__RECORD SET__.
□ □ □

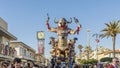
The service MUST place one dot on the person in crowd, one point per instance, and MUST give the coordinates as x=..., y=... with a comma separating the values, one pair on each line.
x=115, y=63
x=17, y=63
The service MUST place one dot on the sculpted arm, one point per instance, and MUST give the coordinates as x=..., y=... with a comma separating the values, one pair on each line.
x=49, y=28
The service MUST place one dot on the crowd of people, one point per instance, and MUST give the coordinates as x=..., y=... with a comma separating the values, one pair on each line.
x=17, y=64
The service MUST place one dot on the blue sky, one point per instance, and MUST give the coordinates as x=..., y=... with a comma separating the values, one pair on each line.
x=26, y=17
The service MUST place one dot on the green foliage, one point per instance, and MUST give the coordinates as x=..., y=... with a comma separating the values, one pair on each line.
x=106, y=59
x=90, y=61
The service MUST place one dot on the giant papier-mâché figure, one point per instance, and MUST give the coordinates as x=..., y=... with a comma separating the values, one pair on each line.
x=62, y=30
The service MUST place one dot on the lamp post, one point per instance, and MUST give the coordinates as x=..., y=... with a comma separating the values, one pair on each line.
x=97, y=42
x=88, y=43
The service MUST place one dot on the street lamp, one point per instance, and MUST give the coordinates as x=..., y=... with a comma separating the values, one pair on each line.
x=97, y=41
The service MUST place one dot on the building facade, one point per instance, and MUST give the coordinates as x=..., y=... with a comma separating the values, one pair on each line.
x=6, y=52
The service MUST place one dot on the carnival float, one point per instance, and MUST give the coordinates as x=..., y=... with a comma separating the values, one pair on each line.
x=63, y=49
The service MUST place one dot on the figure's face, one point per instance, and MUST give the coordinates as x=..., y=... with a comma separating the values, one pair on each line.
x=62, y=23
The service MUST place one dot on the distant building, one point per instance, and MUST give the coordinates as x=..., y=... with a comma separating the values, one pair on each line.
x=6, y=52
x=25, y=52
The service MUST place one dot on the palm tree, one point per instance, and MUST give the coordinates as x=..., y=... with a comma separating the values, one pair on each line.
x=111, y=30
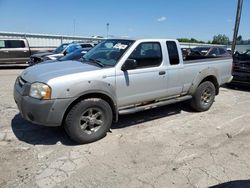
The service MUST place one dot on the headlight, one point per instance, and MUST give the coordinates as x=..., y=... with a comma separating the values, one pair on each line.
x=40, y=91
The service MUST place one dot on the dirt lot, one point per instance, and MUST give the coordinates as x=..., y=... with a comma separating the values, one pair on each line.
x=166, y=147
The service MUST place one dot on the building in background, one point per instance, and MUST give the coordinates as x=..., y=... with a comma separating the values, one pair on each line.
x=47, y=40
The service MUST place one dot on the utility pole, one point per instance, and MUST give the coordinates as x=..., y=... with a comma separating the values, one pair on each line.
x=74, y=25
x=237, y=24
x=107, y=30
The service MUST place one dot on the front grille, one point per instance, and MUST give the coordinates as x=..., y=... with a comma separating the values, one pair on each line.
x=21, y=81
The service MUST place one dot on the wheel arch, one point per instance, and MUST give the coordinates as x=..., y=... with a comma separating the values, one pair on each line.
x=94, y=94
x=208, y=74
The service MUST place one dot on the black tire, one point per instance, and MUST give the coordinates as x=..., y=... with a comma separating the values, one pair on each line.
x=204, y=96
x=89, y=120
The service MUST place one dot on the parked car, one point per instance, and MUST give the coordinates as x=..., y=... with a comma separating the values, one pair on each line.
x=207, y=52
x=116, y=77
x=59, y=52
x=16, y=51
x=76, y=55
x=241, y=68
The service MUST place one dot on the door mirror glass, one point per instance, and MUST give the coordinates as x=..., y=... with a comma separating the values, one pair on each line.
x=129, y=65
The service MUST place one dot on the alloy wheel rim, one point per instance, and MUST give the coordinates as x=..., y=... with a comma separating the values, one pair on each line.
x=91, y=120
x=206, y=96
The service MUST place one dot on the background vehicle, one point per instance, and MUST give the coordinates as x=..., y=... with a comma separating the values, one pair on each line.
x=16, y=51
x=206, y=52
x=116, y=77
x=59, y=52
x=76, y=55
x=241, y=68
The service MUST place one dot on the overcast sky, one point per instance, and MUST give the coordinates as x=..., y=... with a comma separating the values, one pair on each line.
x=199, y=19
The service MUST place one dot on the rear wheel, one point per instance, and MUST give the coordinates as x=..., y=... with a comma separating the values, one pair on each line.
x=203, y=97
x=89, y=120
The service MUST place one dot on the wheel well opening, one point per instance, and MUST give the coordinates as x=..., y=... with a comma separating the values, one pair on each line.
x=214, y=81
x=93, y=95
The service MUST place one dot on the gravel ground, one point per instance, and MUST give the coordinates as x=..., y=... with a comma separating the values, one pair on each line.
x=165, y=147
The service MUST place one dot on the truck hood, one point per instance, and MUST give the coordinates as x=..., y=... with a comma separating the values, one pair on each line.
x=46, y=71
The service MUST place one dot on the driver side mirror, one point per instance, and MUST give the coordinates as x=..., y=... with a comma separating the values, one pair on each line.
x=129, y=65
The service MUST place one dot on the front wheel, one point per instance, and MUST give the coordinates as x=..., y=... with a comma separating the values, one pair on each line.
x=203, y=97
x=89, y=120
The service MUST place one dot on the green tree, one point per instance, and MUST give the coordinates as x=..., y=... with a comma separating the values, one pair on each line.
x=220, y=39
x=239, y=38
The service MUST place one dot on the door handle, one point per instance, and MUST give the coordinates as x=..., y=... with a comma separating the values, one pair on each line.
x=162, y=72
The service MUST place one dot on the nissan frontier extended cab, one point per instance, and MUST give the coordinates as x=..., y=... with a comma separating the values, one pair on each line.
x=116, y=77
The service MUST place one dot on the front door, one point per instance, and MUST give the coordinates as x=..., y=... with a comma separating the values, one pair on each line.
x=147, y=81
x=4, y=53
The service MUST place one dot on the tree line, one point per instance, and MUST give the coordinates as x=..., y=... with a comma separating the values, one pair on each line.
x=217, y=39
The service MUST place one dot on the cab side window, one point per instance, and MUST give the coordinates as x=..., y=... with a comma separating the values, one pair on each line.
x=2, y=44
x=147, y=54
x=173, y=53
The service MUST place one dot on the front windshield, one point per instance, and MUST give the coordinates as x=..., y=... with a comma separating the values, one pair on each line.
x=108, y=52
x=248, y=53
x=72, y=48
x=60, y=48
x=77, y=54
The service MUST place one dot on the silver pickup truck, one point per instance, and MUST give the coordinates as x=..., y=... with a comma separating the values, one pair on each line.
x=116, y=77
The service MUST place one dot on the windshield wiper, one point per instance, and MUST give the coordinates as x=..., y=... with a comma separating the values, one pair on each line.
x=96, y=62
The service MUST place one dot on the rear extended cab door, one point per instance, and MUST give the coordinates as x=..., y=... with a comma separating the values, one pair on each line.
x=175, y=79
x=148, y=80
x=4, y=53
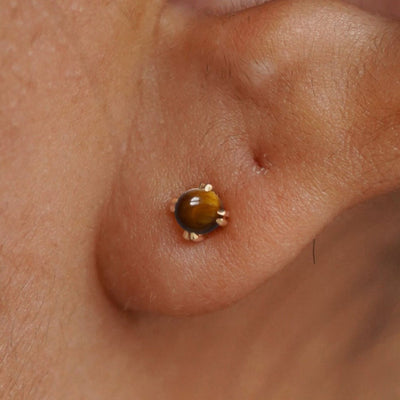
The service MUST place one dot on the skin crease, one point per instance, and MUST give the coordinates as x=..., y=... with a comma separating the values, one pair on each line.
x=295, y=120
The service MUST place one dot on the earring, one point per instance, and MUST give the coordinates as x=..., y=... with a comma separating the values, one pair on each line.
x=199, y=211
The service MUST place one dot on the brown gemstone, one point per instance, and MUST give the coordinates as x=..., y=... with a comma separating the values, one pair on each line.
x=197, y=210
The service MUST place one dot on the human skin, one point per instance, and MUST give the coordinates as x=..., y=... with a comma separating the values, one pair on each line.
x=108, y=110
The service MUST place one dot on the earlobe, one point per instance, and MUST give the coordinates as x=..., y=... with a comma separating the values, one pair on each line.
x=278, y=141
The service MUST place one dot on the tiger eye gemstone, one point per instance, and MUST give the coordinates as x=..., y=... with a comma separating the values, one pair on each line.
x=197, y=211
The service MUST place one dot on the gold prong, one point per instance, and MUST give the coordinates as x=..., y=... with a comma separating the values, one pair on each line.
x=221, y=221
x=172, y=205
x=194, y=237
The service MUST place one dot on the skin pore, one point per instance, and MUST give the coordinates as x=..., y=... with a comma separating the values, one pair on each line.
x=291, y=110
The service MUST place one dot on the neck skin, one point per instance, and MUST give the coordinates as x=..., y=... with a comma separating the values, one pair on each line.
x=323, y=331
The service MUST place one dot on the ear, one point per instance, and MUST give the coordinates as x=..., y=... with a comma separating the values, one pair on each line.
x=281, y=108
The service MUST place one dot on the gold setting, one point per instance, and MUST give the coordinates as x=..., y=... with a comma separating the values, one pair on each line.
x=199, y=211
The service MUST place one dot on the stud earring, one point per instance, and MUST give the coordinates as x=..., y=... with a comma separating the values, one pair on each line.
x=199, y=211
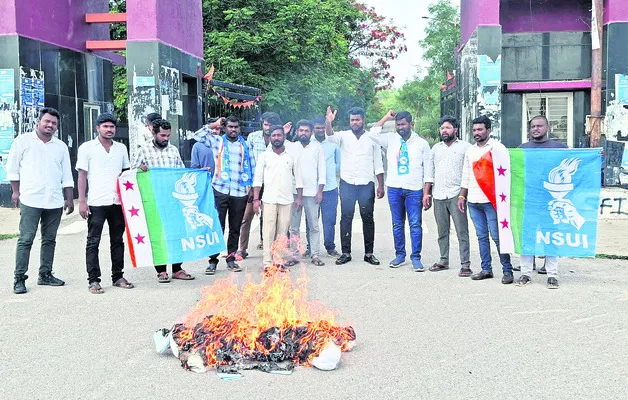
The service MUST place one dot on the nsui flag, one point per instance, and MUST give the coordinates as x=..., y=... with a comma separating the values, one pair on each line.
x=555, y=194
x=170, y=215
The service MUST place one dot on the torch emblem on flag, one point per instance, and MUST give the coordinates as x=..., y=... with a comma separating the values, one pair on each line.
x=559, y=185
x=186, y=194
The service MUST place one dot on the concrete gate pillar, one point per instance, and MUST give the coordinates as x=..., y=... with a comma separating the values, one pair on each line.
x=165, y=68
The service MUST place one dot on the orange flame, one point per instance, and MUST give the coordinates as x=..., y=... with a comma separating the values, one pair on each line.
x=239, y=317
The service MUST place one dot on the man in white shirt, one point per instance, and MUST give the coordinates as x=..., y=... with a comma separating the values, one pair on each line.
x=361, y=165
x=406, y=153
x=38, y=168
x=483, y=214
x=279, y=172
x=99, y=163
x=442, y=181
x=312, y=165
x=160, y=153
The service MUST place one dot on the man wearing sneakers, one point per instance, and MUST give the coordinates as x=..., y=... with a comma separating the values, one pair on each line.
x=38, y=168
x=539, y=139
x=99, y=163
x=483, y=214
x=406, y=153
x=443, y=174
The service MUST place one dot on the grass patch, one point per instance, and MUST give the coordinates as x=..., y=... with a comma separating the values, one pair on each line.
x=611, y=257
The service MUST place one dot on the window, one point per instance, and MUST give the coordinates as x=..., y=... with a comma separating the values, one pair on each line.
x=90, y=114
x=556, y=107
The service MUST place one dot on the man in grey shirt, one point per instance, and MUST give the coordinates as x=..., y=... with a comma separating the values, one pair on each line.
x=443, y=174
x=539, y=138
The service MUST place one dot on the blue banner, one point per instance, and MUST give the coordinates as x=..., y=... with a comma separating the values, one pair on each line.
x=561, y=200
x=185, y=201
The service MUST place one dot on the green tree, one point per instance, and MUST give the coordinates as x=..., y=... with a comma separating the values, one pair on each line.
x=303, y=55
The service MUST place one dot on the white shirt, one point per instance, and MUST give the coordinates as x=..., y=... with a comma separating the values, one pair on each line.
x=103, y=169
x=312, y=165
x=473, y=154
x=418, y=154
x=42, y=168
x=280, y=174
x=444, y=169
x=361, y=158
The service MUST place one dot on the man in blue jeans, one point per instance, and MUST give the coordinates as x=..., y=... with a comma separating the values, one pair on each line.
x=482, y=212
x=406, y=153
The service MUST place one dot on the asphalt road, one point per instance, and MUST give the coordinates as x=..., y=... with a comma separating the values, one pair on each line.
x=419, y=335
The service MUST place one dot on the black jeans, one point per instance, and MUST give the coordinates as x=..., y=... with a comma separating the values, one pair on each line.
x=95, y=222
x=235, y=206
x=365, y=196
x=30, y=217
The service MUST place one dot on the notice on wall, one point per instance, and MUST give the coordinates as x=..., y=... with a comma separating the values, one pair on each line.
x=7, y=109
x=31, y=98
x=621, y=88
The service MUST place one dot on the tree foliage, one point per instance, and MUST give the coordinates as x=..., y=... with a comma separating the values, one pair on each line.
x=421, y=96
x=304, y=55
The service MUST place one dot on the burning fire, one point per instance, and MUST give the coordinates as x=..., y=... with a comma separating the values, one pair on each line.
x=269, y=325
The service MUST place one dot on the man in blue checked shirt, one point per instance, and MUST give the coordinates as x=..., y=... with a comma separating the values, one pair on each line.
x=232, y=178
x=329, y=205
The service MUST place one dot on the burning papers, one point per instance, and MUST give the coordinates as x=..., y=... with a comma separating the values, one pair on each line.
x=269, y=326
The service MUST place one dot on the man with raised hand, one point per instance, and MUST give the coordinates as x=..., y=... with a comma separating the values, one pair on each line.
x=38, y=168
x=443, y=174
x=312, y=166
x=406, y=153
x=99, y=163
x=329, y=205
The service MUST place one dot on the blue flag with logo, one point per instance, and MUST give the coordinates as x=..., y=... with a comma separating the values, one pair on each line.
x=555, y=195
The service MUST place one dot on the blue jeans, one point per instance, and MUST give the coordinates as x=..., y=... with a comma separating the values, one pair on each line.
x=329, y=215
x=406, y=202
x=484, y=218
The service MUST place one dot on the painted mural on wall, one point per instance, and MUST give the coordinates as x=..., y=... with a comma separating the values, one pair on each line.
x=170, y=91
x=31, y=98
x=469, y=84
x=142, y=101
x=7, y=117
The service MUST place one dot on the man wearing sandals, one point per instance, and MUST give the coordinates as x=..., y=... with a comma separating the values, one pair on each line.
x=539, y=138
x=99, y=163
x=443, y=175
x=312, y=159
x=160, y=153
x=406, y=154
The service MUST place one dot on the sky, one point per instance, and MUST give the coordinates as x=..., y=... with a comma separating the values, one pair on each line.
x=406, y=14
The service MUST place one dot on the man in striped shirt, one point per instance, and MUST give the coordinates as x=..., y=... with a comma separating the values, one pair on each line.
x=160, y=153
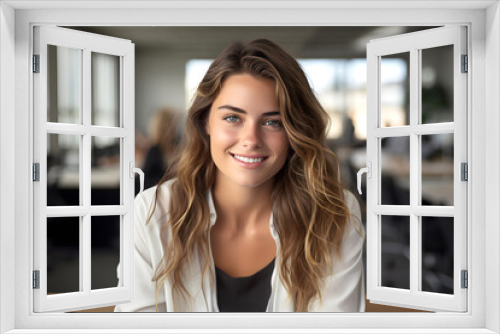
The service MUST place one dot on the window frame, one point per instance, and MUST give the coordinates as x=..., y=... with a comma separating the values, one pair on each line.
x=483, y=101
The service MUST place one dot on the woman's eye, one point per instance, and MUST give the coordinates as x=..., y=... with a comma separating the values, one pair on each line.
x=274, y=123
x=231, y=119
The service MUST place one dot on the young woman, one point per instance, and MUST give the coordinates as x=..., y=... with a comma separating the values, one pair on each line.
x=255, y=218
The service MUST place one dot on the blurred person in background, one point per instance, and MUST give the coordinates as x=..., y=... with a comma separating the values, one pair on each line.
x=164, y=141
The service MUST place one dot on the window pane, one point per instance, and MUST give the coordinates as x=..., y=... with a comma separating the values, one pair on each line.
x=63, y=254
x=105, y=90
x=437, y=169
x=437, y=84
x=396, y=251
x=63, y=170
x=437, y=254
x=395, y=171
x=105, y=172
x=64, y=66
x=394, y=90
x=105, y=251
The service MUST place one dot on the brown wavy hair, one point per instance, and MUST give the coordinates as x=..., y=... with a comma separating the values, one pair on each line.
x=310, y=212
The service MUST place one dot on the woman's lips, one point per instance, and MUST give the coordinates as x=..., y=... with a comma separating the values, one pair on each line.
x=247, y=164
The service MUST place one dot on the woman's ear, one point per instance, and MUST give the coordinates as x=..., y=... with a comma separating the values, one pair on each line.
x=207, y=128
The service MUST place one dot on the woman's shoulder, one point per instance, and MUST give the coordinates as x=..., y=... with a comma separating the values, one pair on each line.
x=355, y=211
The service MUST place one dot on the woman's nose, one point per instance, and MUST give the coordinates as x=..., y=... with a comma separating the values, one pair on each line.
x=251, y=135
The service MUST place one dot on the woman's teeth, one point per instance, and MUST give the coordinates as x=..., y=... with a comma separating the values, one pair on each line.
x=248, y=160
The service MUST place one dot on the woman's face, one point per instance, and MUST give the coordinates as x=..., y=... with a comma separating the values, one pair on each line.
x=248, y=143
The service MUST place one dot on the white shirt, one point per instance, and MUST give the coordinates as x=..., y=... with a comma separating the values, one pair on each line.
x=343, y=290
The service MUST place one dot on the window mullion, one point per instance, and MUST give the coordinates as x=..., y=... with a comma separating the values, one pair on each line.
x=415, y=251
x=85, y=242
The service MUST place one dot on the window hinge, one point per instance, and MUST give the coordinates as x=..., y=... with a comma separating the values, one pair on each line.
x=465, y=64
x=36, y=172
x=465, y=279
x=464, y=171
x=36, y=279
x=36, y=63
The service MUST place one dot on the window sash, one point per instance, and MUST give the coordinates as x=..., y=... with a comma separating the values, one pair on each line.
x=87, y=43
x=413, y=297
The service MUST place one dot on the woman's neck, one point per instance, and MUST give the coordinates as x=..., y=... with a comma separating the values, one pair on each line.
x=242, y=209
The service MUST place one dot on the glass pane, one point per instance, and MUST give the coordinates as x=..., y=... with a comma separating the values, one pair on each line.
x=63, y=170
x=395, y=90
x=64, y=67
x=395, y=171
x=105, y=172
x=396, y=251
x=105, y=251
x=105, y=90
x=437, y=169
x=437, y=84
x=437, y=254
x=63, y=254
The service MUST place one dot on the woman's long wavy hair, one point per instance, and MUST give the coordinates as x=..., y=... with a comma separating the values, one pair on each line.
x=310, y=212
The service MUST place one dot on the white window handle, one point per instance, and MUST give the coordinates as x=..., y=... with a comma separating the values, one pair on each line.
x=367, y=170
x=134, y=170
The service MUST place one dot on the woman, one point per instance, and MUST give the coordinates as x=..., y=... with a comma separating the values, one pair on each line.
x=256, y=218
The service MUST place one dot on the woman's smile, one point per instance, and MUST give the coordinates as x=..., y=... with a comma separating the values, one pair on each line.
x=249, y=162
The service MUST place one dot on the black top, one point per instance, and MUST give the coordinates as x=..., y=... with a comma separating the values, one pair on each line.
x=244, y=294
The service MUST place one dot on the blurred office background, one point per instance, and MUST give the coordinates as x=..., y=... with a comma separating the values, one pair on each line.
x=170, y=62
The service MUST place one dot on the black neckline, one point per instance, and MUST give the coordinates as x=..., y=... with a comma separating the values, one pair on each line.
x=258, y=273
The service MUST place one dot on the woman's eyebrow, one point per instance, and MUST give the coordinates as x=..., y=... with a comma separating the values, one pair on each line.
x=241, y=111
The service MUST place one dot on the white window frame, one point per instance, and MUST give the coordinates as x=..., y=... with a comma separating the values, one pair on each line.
x=86, y=44
x=17, y=19
x=414, y=44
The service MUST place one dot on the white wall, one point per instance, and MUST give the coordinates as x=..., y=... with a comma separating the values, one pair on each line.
x=492, y=157
x=7, y=160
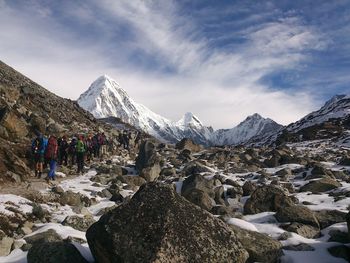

□ □ □

__REQUIREMENTS__. Write out again the lines from the one containing "The service MUST place one dot on the cab" up to and including the one containing "x=173, y=53", swapping "cab side window" for "passenger window" and leaving everything else unchanged. Give only those lines.

__RESPONSE TO THIS TASK__.
The service MUST place one dot on the passenger window, one point per instance, and MUST give the coordinates as x=..., y=... with a comma separating the values, one pair on each line.
x=2, y=44
x=147, y=54
x=173, y=53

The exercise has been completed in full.